Exercise: When copying the entries below, leave out every picture and keep the rest exact.

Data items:
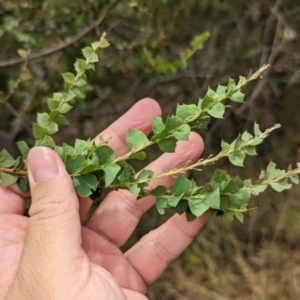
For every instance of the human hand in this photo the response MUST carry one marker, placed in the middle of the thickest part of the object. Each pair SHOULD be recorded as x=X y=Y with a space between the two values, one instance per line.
x=51 y=255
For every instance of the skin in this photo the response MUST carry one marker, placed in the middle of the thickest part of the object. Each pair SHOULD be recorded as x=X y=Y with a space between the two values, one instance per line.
x=51 y=255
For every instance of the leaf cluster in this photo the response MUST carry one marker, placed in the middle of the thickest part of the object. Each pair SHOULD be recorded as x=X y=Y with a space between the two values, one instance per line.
x=94 y=167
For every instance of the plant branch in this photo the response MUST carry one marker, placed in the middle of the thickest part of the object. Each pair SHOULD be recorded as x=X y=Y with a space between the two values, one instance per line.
x=45 y=52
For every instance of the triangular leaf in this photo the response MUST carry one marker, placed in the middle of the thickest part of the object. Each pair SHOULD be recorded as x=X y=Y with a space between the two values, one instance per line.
x=111 y=172
x=136 y=139
x=85 y=184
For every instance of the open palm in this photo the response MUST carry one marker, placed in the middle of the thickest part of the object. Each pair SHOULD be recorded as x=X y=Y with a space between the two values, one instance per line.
x=53 y=256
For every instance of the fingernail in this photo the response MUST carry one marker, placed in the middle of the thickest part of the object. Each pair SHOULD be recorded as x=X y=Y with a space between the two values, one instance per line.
x=42 y=164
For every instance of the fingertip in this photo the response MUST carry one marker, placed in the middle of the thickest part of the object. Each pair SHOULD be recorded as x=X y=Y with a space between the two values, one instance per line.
x=192 y=148
x=149 y=105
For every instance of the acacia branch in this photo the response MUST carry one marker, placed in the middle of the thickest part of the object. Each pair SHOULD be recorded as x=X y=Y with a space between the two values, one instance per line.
x=49 y=51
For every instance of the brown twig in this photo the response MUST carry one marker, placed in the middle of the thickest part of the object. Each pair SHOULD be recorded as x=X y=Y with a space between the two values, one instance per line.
x=45 y=52
x=17 y=82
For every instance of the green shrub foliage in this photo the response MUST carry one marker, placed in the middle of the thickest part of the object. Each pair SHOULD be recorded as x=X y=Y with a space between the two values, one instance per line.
x=94 y=167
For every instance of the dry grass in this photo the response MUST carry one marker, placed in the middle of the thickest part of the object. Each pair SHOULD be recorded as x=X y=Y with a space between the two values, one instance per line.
x=259 y=259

Response for this exercise:
For every instance of the human hand in this photo the response MUST carry one marker, placed in the middle of the thickest part of the object. Each pair SHOULD be recorded as x=X y=Y with a space between the two values, one instance per line.
x=51 y=255
For every instance of the skin in this photo the response MUST carry one marker, placed in the middle of the thickest part of the object. Each pair SHOULD be recorded as x=X y=Y with a space between the two values, one instance per line.
x=51 y=255
For every instance of the leaf cluster in this photo the response MUST carry one marker, placed in the middle of the thickest part of the object. Each pair SHOULD be recorded as x=X y=Y with a space between the two values, one instance per line.
x=94 y=167
For every instance of the plant branch in this photo the response MUST carry one marker, placed in the middle of the thickest part of the object. Each pair SHOULD be recorded as x=X y=Y with a space between the two values, one instance per line.
x=45 y=52
For every instance of the triangular leaf in this photo the response MUST carry one marker, placed in the middle of the thickest part of the object. Each pair SHOULD be recorded as x=X y=Y with a space between the two values, one instance per line.
x=111 y=172
x=136 y=139
x=85 y=184
For every instance of the open palm in this photo the response MUST carry one marker, placed in the middle of the thickest part of the object. Each pair SHOULD be recorded as x=X y=Y with a space between the two values, one instance per line.
x=53 y=256
For every instance of the fingernail in this photo the response MUST carry one marker, placed in the middle of the thickest part of the object. Each pair SHOULD be recorded as x=X y=Y with a space between the two values, one instance per line.
x=42 y=164
For every instance of the fingertip in this photo the response MUST carry one marker, placed in the middle of the thickest part of the object. Each pair SHOULD be recorded as x=X y=Y with a space between the two values, one instance per line.
x=192 y=148
x=149 y=105
For every instance of the acacia branch in this photo the response MUST carry one marker, placed in the middle of the thickest part of the object. Each pair SHOULD be recorded as x=X y=Y with a space between the two values, one instance per line.
x=49 y=51
For every instance of the brown twig in this photo the response MUST carry one marker, placed in the middle of the thickest part of the object. Each pair SHOULD be recorded as x=X y=Y with a space between the two values, one instance per line.
x=45 y=52
x=17 y=82
For every instance of the green shrub foliage in this photo the response MUST carry one marker, placed in the middle of the thickest part of the object. Each pair SHOULD be recorded as x=X y=Y with a space between the two values, one instance per line.
x=94 y=167
For every instance of the dry grass in this photo the response MUST carry one marker, placed in the middle of the thickest part of the object. Each pair SHOULD be recorded as x=X y=Y with a space between the two values, one instance per line.
x=259 y=259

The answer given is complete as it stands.